* _WORK REQUIRED_: Please list every line of the items below that contains the string "hair". Case counts.

---- SUPPLIED RECORDS

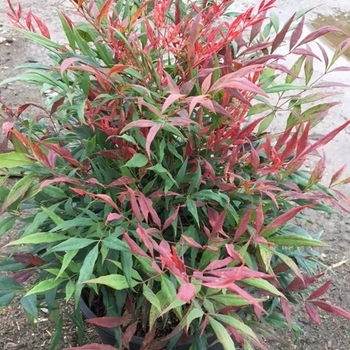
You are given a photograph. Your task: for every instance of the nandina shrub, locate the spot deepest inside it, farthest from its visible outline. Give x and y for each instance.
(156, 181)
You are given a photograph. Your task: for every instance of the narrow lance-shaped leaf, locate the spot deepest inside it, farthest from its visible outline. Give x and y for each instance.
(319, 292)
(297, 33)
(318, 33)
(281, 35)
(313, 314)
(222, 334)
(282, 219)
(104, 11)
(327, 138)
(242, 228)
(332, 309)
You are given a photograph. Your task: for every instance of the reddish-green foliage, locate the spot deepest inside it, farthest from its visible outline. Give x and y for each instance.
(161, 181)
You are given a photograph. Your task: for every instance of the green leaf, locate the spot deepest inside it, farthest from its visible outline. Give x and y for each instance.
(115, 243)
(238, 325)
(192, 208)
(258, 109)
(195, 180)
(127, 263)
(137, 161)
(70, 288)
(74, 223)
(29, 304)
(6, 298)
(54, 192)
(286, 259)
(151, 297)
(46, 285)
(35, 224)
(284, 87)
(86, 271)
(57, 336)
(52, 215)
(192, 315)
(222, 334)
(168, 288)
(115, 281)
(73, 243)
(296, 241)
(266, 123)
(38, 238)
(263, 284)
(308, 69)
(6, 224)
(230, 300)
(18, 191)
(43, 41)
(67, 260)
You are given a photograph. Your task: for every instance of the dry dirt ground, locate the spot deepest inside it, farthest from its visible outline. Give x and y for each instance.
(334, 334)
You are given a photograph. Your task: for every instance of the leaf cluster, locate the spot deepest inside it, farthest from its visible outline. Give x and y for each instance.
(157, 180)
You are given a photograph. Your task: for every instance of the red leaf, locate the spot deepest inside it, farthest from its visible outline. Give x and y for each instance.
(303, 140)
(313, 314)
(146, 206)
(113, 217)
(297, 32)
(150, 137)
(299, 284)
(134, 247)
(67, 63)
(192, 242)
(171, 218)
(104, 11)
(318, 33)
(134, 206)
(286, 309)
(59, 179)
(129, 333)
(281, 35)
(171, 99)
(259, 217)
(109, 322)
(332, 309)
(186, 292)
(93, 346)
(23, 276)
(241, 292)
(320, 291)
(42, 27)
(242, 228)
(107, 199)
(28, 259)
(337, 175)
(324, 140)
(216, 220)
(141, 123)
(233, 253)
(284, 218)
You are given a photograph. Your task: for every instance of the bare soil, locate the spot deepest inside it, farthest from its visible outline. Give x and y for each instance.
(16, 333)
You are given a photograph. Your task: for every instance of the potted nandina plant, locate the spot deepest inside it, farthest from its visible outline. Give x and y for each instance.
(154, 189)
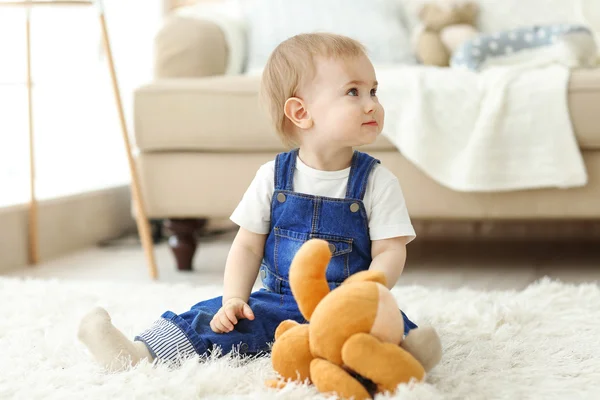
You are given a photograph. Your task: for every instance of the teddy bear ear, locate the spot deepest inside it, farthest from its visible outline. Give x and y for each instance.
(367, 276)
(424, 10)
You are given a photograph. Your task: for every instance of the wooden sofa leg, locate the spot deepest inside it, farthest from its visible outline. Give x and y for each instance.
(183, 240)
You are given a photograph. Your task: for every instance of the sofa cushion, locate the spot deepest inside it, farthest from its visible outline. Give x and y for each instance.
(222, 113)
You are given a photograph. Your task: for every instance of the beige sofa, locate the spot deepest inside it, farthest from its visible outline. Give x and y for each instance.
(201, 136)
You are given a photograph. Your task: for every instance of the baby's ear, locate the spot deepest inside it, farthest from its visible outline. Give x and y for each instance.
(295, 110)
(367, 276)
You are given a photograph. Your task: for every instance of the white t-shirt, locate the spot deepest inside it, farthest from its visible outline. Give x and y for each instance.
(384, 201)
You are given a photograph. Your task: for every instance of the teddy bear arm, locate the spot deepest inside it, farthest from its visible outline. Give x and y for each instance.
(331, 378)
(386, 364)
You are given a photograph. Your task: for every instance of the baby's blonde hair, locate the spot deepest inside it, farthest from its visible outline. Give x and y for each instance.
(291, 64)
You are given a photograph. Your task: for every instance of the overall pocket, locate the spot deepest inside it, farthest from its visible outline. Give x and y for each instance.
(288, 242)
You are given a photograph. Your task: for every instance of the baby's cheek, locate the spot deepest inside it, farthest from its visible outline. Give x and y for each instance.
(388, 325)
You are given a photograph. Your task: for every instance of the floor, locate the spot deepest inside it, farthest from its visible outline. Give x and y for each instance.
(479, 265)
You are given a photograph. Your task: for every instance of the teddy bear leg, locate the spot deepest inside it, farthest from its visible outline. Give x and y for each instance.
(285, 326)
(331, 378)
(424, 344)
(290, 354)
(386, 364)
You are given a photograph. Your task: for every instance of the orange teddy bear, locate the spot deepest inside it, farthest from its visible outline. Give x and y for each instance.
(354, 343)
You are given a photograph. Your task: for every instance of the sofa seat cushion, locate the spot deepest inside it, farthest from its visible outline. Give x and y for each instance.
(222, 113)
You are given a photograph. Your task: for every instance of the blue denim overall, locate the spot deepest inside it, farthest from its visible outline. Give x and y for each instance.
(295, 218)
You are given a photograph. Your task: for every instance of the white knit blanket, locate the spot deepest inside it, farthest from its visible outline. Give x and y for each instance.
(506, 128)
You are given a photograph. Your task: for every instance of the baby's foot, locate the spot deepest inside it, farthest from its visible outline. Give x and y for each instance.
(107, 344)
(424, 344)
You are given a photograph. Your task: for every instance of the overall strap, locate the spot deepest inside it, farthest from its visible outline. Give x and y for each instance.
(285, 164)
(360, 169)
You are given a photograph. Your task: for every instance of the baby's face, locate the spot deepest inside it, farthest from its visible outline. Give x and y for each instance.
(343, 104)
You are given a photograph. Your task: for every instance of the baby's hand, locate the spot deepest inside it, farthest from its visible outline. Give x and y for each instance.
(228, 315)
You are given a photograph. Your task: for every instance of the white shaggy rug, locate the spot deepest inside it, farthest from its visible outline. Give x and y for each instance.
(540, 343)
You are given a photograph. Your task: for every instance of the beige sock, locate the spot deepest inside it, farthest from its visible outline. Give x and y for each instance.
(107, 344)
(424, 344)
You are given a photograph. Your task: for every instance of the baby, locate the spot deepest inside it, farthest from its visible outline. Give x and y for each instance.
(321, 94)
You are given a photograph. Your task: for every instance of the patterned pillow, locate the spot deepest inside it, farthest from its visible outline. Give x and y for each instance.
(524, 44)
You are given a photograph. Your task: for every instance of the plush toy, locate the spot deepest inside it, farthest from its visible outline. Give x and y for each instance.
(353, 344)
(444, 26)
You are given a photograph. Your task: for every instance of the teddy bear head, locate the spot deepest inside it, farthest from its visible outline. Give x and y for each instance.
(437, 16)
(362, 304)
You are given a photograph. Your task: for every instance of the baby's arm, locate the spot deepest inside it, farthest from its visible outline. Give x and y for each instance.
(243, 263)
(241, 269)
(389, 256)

--------
---- SUPPLIED RECORDS

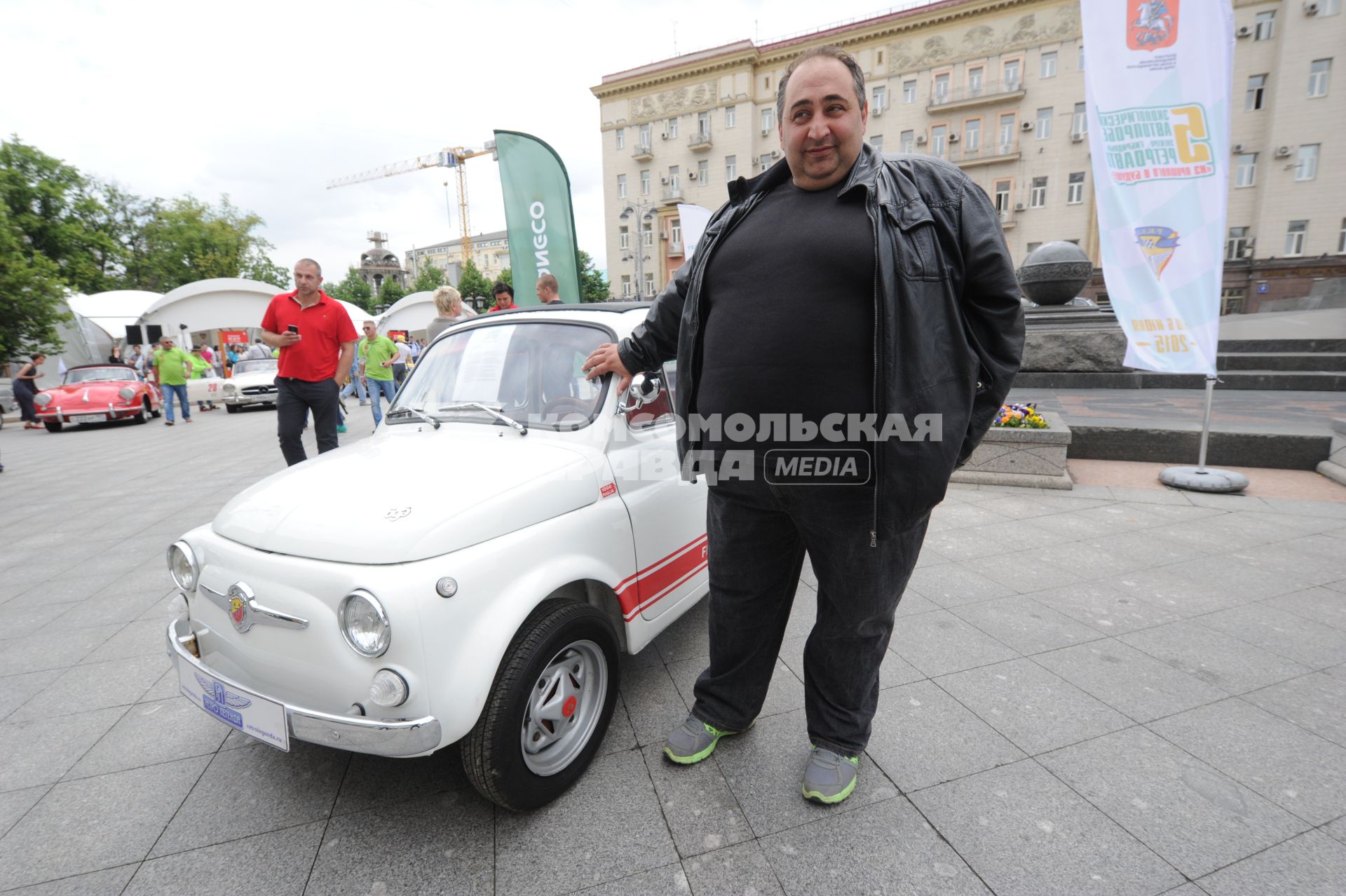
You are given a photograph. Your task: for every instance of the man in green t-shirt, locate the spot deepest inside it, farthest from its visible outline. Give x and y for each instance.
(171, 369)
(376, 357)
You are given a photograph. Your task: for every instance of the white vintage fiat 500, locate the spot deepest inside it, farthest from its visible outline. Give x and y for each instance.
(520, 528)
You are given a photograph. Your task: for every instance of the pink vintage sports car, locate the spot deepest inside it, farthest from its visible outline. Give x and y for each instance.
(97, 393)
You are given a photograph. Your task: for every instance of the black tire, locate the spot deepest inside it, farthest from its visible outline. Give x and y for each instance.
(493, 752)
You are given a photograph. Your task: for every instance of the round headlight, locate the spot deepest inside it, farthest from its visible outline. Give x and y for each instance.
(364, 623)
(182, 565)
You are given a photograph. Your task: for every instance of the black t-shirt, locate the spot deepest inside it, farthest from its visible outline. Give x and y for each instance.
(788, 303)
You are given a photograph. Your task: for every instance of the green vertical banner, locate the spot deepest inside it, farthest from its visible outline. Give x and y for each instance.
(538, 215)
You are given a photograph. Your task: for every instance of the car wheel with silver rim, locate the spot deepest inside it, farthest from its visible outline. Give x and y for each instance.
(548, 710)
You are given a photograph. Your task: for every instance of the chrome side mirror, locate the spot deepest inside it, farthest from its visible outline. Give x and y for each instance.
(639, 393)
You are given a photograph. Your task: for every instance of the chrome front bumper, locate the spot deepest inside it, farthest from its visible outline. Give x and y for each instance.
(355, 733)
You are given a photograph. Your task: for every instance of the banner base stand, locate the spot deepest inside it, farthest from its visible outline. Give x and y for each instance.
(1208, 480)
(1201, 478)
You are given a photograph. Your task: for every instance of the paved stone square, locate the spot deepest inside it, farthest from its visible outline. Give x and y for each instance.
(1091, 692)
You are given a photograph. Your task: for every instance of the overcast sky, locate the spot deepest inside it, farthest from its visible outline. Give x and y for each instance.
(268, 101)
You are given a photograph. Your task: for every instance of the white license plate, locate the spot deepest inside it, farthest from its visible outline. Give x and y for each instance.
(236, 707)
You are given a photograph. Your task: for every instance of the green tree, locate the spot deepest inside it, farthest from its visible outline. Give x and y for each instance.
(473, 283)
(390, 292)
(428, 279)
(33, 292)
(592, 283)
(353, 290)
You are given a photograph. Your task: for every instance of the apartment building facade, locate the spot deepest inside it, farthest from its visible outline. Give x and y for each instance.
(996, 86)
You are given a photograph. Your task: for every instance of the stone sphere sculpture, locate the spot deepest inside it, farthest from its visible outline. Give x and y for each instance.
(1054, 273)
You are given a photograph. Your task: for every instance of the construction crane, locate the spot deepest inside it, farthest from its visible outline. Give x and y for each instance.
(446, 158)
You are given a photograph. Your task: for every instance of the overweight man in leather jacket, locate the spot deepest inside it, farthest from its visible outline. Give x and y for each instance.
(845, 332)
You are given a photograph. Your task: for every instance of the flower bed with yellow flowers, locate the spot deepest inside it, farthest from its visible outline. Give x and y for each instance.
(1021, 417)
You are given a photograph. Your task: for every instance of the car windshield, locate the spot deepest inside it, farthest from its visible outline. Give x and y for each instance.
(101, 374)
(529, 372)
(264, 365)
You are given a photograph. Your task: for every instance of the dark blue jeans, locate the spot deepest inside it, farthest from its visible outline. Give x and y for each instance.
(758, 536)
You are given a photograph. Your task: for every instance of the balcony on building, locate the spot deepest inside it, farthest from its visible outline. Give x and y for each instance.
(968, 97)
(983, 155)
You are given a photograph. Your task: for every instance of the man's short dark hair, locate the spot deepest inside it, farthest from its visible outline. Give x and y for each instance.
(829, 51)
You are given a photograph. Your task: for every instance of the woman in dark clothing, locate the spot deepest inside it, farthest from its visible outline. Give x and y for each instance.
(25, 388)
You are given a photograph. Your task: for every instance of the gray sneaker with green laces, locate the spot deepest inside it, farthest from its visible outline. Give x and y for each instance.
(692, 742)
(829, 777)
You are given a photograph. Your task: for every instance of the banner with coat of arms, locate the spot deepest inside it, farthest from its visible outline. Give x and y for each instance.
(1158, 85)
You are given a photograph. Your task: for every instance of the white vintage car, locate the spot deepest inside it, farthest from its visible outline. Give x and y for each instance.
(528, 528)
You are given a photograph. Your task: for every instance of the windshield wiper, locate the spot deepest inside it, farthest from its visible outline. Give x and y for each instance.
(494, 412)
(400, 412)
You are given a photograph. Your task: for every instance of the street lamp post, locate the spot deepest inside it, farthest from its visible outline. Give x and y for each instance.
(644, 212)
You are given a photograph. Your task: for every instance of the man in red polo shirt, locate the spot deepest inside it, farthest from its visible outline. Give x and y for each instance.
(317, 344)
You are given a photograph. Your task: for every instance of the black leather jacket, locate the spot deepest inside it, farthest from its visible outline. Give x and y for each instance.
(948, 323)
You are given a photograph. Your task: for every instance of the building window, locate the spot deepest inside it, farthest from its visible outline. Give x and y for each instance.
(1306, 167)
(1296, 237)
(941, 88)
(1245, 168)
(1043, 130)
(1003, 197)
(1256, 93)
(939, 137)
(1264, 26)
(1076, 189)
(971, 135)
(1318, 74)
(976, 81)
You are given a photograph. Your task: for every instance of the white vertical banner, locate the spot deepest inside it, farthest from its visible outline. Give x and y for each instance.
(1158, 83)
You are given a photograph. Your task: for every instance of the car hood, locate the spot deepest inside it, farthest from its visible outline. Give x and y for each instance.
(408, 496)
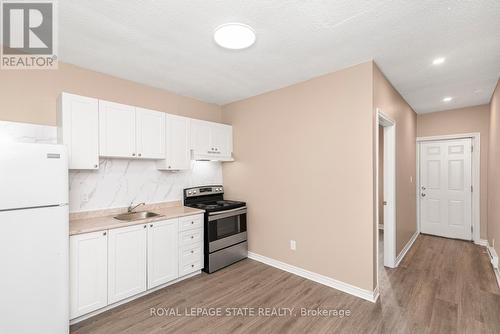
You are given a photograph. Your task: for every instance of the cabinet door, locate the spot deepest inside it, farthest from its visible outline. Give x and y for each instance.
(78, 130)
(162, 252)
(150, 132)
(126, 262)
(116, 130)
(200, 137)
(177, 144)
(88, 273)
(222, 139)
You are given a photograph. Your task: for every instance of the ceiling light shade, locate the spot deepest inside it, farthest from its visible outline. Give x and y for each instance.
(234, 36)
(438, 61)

--------

* _FULL OUTPUT_:
You are given a photograph. Your task: for every instance of the baby's blonde hair, locate the spot deepest inside it, farthest from its visible outline. Give x and y for each instance.
You are given a photograph. Your task: for every instance of the man's short dark hair, locate the spot deepest inside it, farthest from its visible outline. Give x and y for each instance.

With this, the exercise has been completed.